Your assignment:
Show each line of the data below that has the string "query" in it.

Material for the task:
Content starts
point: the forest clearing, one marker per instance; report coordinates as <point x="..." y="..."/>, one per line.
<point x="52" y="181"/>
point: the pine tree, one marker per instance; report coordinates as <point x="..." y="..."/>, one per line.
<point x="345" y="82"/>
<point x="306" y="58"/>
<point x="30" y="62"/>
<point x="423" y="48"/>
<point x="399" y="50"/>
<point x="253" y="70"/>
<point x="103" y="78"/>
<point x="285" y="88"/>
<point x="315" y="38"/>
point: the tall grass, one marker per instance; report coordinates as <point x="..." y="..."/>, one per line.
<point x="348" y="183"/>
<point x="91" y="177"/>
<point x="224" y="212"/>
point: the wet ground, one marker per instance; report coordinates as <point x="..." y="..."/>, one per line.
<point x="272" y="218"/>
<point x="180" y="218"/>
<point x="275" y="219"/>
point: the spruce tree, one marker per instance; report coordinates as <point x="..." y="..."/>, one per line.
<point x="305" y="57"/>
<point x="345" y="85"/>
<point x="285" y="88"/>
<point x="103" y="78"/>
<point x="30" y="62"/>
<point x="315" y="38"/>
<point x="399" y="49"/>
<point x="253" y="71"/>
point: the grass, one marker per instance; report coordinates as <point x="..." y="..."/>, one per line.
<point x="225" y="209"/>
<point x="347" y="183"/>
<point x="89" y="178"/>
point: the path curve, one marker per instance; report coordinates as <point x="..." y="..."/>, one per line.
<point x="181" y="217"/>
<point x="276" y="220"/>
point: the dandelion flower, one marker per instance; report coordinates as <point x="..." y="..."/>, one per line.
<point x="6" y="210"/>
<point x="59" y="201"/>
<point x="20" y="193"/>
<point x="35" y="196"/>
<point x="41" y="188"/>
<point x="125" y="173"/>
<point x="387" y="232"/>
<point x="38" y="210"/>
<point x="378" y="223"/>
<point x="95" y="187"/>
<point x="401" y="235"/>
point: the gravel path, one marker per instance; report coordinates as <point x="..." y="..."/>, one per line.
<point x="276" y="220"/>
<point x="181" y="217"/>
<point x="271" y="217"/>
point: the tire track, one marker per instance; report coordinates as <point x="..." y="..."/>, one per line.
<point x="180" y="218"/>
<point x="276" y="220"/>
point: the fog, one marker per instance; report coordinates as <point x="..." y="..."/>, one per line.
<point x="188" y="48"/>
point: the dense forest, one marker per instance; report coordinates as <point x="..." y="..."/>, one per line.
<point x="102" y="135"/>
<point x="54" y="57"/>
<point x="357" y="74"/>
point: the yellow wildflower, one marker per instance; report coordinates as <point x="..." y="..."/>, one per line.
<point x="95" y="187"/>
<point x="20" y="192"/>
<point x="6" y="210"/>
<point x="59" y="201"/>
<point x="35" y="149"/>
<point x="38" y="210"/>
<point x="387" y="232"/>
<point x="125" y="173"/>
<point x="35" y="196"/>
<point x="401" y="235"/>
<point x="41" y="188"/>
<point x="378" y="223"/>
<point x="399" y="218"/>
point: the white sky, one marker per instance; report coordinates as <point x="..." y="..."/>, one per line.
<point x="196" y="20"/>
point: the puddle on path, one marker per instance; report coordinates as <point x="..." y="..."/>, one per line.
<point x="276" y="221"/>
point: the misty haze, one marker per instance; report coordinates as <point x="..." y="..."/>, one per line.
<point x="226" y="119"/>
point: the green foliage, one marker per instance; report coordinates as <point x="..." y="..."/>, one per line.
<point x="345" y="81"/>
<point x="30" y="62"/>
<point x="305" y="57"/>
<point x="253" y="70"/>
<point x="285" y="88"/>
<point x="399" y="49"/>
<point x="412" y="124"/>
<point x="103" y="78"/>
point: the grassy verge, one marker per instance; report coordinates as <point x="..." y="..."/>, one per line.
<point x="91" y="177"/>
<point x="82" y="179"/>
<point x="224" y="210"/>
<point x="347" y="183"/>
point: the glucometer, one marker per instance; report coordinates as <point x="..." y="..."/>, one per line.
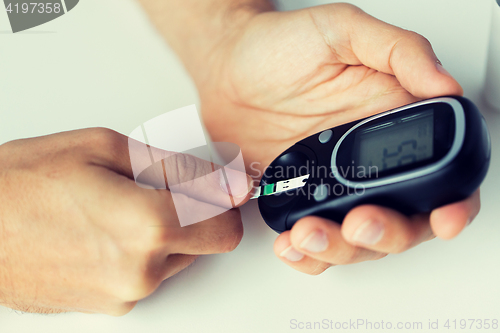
<point x="412" y="159"/>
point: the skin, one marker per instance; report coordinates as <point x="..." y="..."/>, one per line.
<point x="268" y="79"/>
<point x="78" y="234"/>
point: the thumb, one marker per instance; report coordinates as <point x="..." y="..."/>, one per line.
<point x="392" y="50"/>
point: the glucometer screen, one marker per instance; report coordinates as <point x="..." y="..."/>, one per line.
<point x="395" y="143"/>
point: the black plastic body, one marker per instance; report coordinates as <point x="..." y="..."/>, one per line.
<point x="454" y="182"/>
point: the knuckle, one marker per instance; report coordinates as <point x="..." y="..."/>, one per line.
<point x="417" y="38"/>
<point x="105" y="138"/>
<point x="403" y="242"/>
<point x="228" y="240"/>
<point x="135" y="285"/>
<point x="320" y="268"/>
<point x="180" y="168"/>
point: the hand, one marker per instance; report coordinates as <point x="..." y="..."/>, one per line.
<point x="78" y="234"/>
<point x="283" y="76"/>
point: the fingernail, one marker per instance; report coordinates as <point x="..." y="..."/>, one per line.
<point x="369" y="233"/>
<point x="291" y="254"/>
<point x="441" y="69"/>
<point x="240" y="184"/>
<point x="315" y="242"/>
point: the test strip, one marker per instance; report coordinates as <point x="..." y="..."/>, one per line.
<point x="281" y="186"/>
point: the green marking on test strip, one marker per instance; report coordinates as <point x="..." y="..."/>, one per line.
<point x="268" y="189"/>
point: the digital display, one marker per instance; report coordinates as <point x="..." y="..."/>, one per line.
<point x="398" y="142"/>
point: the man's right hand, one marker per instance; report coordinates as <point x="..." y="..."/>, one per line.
<point x="78" y="234"/>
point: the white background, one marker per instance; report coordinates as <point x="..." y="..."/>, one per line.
<point x="103" y="64"/>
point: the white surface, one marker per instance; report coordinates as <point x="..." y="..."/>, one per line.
<point x="492" y="87"/>
<point x="102" y="64"/>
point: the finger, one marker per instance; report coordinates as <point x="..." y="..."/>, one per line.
<point x="385" y="230"/>
<point x="219" y="234"/>
<point x="322" y="240"/>
<point x="181" y="173"/>
<point x="392" y="50"/>
<point x="285" y="252"/>
<point x="198" y="179"/>
<point x="448" y="221"/>
<point x="176" y="263"/>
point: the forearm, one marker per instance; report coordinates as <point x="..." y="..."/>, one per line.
<point x="195" y="29"/>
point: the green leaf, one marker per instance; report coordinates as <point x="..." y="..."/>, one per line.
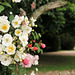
<point x="39" y="35"/>
<point x="11" y="17"/>
<point x="11" y="67"/>
<point x="1" y="8"/>
<point x="6" y="4"/>
<point x="13" y="73"/>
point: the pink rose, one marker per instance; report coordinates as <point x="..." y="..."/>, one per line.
<point x="33" y="40"/>
<point x="36" y="57"/>
<point x="35" y="48"/>
<point x="33" y="5"/>
<point x="43" y="45"/>
<point x="25" y="61"/>
<point x="30" y="45"/>
<point x="23" y="23"/>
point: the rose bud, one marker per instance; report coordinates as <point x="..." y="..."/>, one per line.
<point x="33" y="5"/>
<point x="30" y="45"/>
<point x="25" y="61"/>
<point x="33" y="40"/>
<point x="43" y="45"/>
<point x="36" y="57"/>
<point x="35" y="48"/>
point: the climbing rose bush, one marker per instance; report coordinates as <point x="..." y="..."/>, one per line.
<point x="19" y="42"/>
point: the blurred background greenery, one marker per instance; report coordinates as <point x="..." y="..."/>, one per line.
<point x="57" y="26"/>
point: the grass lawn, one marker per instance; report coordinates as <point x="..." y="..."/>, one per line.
<point x="49" y="63"/>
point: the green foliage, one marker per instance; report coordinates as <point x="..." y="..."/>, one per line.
<point x="11" y="17"/>
<point x="1" y="8"/>
<point x="67" y="42"/>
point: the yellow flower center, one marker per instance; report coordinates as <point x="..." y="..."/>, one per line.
<point x="31" y="20"/>
<point x="4" y="27"/>
<point x="11" y="49"/>
<point x="18" y="32"/>
<point x="16" y="23"/>
<point x="7" y="40"/>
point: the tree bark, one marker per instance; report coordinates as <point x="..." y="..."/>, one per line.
<point x="46" y="7"/>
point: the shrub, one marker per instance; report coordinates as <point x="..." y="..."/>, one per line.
<point x="52" y="42"/>
<point x="67" y="42"/>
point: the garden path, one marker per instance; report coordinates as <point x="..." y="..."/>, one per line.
<point x="59" y="53"/>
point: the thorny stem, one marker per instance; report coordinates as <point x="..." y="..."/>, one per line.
<point x="16" y="68"/>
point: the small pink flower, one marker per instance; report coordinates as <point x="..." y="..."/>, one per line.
<point x="22" y="13"/>
<point x="25" y="61"/>
<point x="33" y="5"/>
<point x="35" y="48"/>
<point x="36" y="57"/>
<point x="30" y="45"/>
<point x="43" y="45"/>
<point x="23" y="23"/>
<point x="33" y="40"/>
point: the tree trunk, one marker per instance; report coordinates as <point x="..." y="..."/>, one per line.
<point x="47" y="7"/>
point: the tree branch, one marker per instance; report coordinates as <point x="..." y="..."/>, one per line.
<point x="46" y="7"/>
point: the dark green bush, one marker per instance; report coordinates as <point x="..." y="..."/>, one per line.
<point x="67" y="42"/>
<point x="52" y="42"/>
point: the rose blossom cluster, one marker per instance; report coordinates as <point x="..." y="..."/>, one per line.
<point x="14" y="39"/>
<point x="29" y="61"/>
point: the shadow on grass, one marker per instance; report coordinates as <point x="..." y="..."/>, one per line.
<point x="49" y="63"/>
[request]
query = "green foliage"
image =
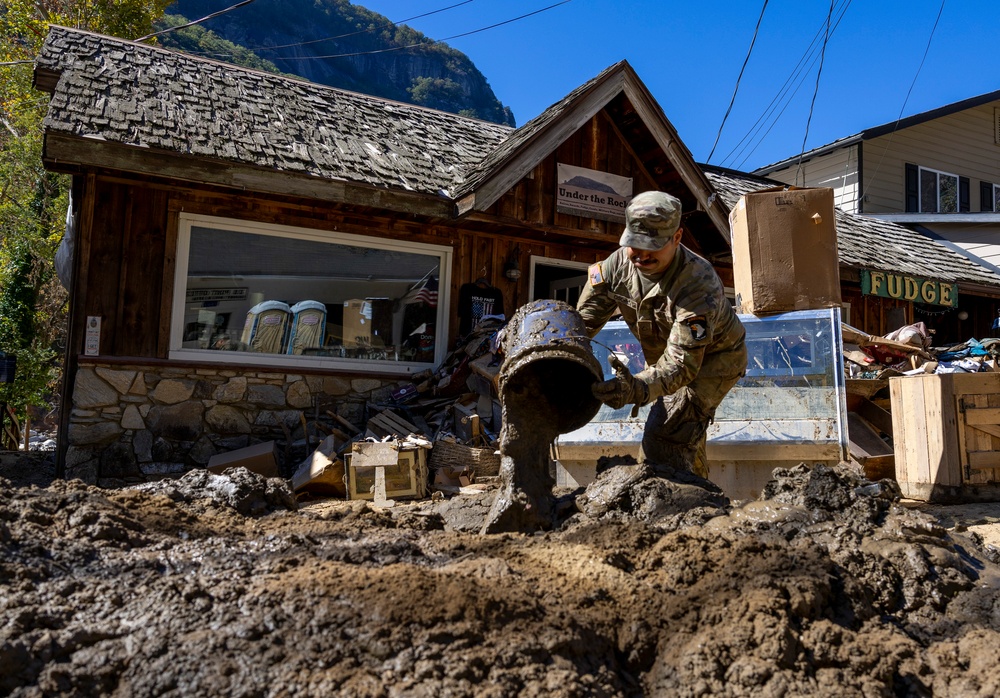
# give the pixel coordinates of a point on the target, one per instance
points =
(199, 41)
(32, 201)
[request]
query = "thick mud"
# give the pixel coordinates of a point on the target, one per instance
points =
(219, 585)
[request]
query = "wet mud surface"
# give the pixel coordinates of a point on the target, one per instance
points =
(647, 586)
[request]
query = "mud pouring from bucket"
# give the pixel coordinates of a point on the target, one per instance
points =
(545, 390)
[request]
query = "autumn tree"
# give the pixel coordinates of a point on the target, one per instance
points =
(33, 202)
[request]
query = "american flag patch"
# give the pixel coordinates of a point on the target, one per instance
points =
(595, 274)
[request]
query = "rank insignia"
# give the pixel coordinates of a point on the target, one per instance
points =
(595, 274)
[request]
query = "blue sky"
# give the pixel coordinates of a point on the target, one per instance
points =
(689, 55)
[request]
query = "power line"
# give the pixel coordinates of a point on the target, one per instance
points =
(797, 75)
(738, 79)
(905, 100)
(801, 68)
(197, 21)
(423, 43)
(812, 104)
(360, 31)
Content ends
Task solution:
query = "green foliage"
query = "thick mud"
query = "wet mud surface"
query = "mud pouring from bucket"
query = "autumn tree"
query = "american flag patch"
query = "rank insignia"
query = "blue sky"
query = "power line"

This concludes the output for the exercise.